Exercise goal - Reproduce the listing below word for word, starting at its beginning and ending at the line that contains "[[367, 346]]", with both ends included. Leave the pictures out of your answer.

#### Working data

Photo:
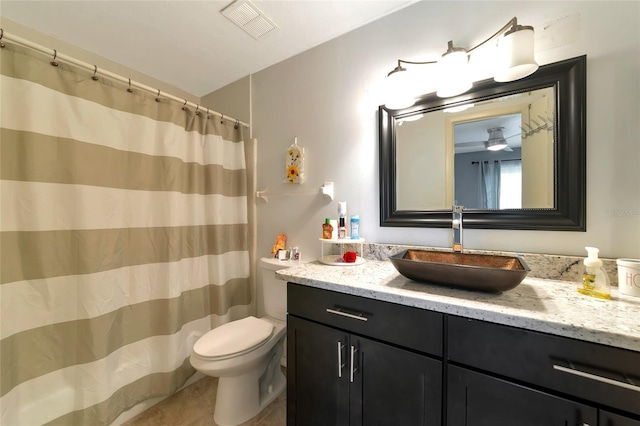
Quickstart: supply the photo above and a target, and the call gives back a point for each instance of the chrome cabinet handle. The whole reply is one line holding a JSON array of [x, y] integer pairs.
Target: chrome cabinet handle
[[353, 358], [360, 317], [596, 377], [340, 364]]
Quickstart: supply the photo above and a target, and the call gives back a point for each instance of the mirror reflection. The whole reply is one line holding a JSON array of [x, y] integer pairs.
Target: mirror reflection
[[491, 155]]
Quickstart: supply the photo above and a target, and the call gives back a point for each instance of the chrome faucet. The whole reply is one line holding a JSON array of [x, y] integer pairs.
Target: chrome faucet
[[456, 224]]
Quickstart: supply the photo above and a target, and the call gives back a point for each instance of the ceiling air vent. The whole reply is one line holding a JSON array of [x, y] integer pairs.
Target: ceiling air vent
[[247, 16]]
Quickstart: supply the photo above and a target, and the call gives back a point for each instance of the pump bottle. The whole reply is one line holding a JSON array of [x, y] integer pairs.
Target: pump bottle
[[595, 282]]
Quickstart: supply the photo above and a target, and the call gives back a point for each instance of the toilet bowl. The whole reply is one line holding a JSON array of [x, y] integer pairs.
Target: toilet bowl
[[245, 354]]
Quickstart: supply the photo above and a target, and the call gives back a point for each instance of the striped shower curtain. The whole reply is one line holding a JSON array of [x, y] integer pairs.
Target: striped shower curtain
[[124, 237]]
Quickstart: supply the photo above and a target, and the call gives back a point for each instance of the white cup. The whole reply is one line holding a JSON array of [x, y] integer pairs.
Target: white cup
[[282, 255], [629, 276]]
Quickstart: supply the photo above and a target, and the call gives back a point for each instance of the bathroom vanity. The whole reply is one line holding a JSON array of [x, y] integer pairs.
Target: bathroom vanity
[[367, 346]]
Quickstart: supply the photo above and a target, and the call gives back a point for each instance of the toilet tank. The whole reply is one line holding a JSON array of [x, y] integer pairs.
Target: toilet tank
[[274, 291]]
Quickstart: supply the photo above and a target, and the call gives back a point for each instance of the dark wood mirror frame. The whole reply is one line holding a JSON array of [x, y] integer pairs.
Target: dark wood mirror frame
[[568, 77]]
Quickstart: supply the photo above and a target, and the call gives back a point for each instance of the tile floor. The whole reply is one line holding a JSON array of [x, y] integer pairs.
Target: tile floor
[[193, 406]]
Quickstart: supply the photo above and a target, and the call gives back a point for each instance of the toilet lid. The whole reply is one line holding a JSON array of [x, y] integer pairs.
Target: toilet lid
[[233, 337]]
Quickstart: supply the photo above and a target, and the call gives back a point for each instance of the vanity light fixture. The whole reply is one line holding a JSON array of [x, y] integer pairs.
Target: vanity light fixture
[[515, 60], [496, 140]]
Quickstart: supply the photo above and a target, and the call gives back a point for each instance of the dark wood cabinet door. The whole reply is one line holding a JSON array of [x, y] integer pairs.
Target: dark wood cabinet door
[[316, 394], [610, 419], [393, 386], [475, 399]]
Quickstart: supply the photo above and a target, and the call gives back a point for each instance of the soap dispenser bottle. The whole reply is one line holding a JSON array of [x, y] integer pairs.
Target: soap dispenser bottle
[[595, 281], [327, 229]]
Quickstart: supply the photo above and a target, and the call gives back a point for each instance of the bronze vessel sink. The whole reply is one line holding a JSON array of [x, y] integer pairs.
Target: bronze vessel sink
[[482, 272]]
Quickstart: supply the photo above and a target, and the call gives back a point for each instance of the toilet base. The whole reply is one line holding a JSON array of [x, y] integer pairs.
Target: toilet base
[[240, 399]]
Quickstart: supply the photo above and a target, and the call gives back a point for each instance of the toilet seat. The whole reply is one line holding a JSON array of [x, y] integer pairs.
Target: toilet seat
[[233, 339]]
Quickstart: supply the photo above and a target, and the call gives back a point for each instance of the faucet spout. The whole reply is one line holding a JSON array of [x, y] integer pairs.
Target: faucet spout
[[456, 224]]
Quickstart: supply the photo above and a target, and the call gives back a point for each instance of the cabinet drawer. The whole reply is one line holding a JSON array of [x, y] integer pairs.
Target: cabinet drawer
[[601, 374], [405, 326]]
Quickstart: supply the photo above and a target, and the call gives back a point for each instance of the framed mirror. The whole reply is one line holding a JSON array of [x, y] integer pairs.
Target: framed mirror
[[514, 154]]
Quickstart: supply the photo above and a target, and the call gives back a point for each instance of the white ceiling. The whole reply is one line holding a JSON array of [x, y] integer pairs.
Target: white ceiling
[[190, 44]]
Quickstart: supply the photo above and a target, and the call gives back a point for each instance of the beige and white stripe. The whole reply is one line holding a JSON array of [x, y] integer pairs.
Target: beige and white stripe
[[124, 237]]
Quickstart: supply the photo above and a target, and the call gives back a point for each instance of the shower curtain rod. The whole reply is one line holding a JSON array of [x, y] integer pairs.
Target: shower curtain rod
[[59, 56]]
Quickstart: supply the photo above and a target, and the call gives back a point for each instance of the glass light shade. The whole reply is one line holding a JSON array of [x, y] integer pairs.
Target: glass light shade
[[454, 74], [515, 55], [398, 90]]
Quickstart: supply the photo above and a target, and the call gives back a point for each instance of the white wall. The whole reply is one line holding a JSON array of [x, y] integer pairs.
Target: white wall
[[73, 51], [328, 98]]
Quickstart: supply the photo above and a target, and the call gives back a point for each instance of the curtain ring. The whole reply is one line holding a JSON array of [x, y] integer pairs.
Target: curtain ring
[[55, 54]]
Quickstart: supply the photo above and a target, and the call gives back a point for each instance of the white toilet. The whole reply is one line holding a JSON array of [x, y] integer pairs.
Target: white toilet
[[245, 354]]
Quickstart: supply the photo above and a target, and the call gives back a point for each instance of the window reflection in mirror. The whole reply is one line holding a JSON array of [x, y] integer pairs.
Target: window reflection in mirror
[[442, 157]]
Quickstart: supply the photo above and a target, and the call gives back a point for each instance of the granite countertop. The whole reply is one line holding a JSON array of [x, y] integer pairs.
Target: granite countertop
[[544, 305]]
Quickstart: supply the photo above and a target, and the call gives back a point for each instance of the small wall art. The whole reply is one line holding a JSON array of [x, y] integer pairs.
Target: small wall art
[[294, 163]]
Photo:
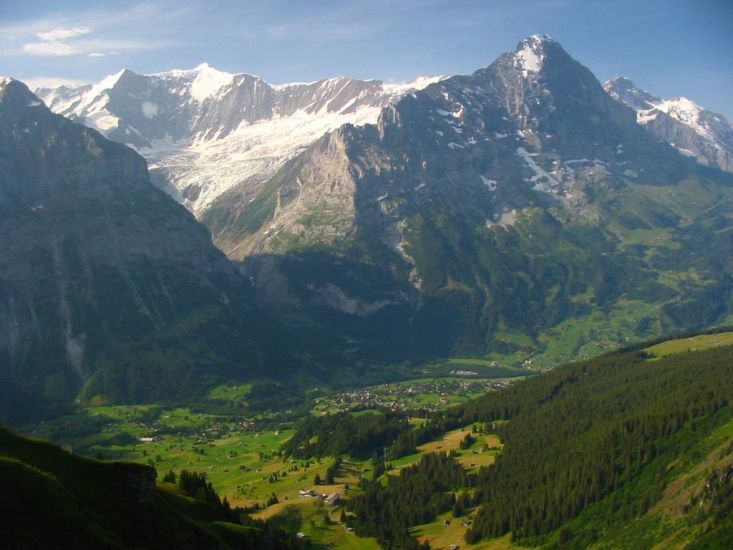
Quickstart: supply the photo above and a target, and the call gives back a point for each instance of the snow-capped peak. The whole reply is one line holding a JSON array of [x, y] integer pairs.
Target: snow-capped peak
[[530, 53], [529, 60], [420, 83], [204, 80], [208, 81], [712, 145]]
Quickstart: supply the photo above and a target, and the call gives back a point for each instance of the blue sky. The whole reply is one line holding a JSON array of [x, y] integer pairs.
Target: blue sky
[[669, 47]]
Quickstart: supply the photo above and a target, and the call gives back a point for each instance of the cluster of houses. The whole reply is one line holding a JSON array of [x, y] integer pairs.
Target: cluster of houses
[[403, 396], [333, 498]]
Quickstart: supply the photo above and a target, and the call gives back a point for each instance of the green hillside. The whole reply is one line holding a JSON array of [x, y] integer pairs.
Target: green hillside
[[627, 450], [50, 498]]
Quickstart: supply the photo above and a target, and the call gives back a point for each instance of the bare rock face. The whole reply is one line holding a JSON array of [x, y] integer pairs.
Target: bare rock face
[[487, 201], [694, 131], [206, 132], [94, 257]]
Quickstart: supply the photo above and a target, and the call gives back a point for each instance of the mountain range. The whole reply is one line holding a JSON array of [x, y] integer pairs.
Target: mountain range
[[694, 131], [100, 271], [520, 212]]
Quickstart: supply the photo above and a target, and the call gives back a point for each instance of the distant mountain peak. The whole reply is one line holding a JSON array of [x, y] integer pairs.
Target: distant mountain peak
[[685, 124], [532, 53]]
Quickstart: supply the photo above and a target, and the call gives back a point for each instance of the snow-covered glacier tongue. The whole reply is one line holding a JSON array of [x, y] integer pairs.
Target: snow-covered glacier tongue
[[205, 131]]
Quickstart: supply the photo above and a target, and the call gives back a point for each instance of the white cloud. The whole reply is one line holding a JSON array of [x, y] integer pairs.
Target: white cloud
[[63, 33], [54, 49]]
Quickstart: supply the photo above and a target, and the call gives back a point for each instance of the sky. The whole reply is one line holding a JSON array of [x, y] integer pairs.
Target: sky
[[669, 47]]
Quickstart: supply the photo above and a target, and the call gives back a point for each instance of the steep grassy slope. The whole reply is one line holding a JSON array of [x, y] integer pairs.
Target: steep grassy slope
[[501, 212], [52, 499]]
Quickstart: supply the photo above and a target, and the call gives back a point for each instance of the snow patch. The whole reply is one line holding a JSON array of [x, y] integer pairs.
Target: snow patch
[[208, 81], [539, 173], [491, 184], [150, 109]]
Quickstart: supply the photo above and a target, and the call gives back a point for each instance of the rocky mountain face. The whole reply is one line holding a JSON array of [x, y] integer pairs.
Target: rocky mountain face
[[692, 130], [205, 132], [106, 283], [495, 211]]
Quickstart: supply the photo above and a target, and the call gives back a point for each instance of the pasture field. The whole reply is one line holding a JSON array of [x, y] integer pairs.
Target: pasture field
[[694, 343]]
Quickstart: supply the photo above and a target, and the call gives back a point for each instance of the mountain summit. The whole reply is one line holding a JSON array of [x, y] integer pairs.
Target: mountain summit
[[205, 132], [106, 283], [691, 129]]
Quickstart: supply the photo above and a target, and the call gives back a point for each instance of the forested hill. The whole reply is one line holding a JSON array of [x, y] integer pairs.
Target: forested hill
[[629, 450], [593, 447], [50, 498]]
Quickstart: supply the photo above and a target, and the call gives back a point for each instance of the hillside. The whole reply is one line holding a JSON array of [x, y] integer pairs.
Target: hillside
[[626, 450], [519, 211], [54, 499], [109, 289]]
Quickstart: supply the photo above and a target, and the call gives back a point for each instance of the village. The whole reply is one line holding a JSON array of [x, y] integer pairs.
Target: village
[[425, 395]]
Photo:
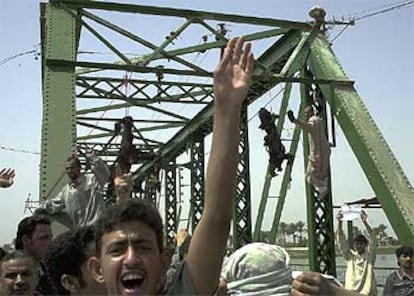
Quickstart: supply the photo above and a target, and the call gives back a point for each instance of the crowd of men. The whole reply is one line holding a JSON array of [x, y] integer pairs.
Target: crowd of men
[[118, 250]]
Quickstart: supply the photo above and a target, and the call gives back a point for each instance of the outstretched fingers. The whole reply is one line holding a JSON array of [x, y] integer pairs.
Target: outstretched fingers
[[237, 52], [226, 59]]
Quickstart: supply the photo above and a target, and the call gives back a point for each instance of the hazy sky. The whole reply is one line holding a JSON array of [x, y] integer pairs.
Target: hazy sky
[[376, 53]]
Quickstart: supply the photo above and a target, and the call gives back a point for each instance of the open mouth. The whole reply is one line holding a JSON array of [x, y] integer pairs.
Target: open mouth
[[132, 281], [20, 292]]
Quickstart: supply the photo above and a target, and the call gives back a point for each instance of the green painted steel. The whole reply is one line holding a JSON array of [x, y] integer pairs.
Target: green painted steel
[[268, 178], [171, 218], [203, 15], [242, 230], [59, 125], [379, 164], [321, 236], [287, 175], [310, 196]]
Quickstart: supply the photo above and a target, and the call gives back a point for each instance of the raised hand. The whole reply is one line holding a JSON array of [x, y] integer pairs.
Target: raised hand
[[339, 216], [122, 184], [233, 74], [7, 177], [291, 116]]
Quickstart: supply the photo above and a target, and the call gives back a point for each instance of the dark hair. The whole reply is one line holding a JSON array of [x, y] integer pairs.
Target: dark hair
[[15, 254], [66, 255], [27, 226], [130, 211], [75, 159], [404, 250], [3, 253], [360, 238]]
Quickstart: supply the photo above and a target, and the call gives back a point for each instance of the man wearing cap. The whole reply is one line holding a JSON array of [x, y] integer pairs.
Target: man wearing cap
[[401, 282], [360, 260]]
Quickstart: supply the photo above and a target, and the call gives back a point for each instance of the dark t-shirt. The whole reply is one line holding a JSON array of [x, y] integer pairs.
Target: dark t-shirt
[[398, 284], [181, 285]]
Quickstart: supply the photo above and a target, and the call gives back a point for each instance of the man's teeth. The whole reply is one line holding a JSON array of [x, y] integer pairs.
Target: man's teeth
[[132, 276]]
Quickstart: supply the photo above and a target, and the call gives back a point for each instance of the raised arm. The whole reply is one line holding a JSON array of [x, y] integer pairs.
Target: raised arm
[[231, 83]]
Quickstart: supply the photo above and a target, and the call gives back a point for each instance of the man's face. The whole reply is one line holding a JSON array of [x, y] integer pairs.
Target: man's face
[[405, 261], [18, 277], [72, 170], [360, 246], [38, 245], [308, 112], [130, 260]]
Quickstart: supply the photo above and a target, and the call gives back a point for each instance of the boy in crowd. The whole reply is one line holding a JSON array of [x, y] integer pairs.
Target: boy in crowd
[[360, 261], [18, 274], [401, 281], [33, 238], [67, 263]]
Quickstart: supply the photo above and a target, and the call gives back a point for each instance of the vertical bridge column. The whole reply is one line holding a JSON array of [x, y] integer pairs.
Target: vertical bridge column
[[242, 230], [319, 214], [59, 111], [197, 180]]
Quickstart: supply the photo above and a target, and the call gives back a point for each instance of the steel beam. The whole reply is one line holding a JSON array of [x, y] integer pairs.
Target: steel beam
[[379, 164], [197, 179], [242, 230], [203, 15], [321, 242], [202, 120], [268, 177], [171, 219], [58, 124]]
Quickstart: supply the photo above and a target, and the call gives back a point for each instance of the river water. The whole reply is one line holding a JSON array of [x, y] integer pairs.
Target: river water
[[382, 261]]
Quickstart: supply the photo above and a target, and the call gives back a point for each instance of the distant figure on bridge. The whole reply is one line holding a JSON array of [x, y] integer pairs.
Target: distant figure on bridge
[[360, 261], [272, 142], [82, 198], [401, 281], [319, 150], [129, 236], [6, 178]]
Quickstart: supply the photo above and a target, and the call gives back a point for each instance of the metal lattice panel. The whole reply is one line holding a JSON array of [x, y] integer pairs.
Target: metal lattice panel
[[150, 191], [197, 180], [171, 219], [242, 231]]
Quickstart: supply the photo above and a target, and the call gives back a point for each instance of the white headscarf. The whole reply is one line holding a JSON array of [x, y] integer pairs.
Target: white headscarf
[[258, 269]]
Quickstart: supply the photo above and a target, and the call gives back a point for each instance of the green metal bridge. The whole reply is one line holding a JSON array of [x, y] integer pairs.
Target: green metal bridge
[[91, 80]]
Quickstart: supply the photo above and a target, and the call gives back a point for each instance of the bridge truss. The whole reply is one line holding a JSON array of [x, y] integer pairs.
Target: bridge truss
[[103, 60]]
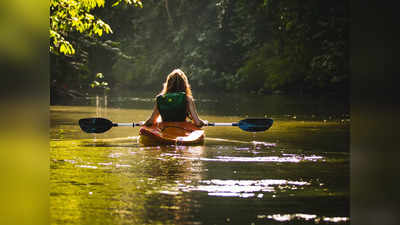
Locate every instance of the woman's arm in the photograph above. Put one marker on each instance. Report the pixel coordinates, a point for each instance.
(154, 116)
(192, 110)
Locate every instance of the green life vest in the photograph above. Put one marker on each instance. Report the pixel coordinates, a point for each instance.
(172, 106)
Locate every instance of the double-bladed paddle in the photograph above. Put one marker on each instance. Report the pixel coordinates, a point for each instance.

########

Result of the exercise -
Photo:
Quickstart: supply the photo above and a target, and the call gives back a point for each instance of the chrome cabinet handle. The whole reply is one line holding a JSON array of [x, y] integer pairs.
Target: chrome cabinet handle
[[353, 358], [360, 317], [596, 377], [340, 364]]
Quickstart: supply the photo above and a target, and the call gives back a point for each instance of the mirror reflection. The whole reply is one line holding a JSON array of [x, y] integer pairs.
Target: mirror reflection
[[491, 155]]
Quickstart: supply the photo above and a target, and the call gives back a point for each instance of the chrome faucet. The whole reply is one line holding a JSON array of [x, y] integer pairs.
Target: chrome faucet
[[456, 224]]
Quickstart: supply the photo above and a target, and the call gives back a point for each instance of the ceiling air vent. The whole reply is one line holding a JSON array of [x, y] integer pairs.
Target: ceiling air vent
[[247, 16]]
Quickstart: supply the photo above and a target, and the call gives back a point for each instance of the pump bottle. The whole reply is one line holding a JSON array of [x, y] integer pairs.
Target: pump bottle
[[595, 282]]
Quickstart: supply the photo above and a target, and the call gives back a point for each instance of the toilet bowl. The whole reply is one line holding a JSON array of [x, y] integer pairs.
Target: toilet bowl
[[245, 354]]
Quickstart: supply the photo above and a target, and the call gives back a point for each instance of the striped shower curtain. The whole reply is one line holding a JSON array of [x, y] integer pairs.
Target: striped shower curtain
[[124, 237]]
Quickstart: supply the photo above and a target, and the call gives back a point for each instance of the white cup. The whole reply is one line holding a JSON array of [x, y] integer pairs.
Target: white cup
[[282, 255], [629, 276]]
Quickstart: supply the photo above and a target, and the call gives back a point for each instance of the bathroom vanity. The whole reply is one line holding a JSON array of [x, y] integer pairs.
Target: bathroom vanity
[[367, 346]]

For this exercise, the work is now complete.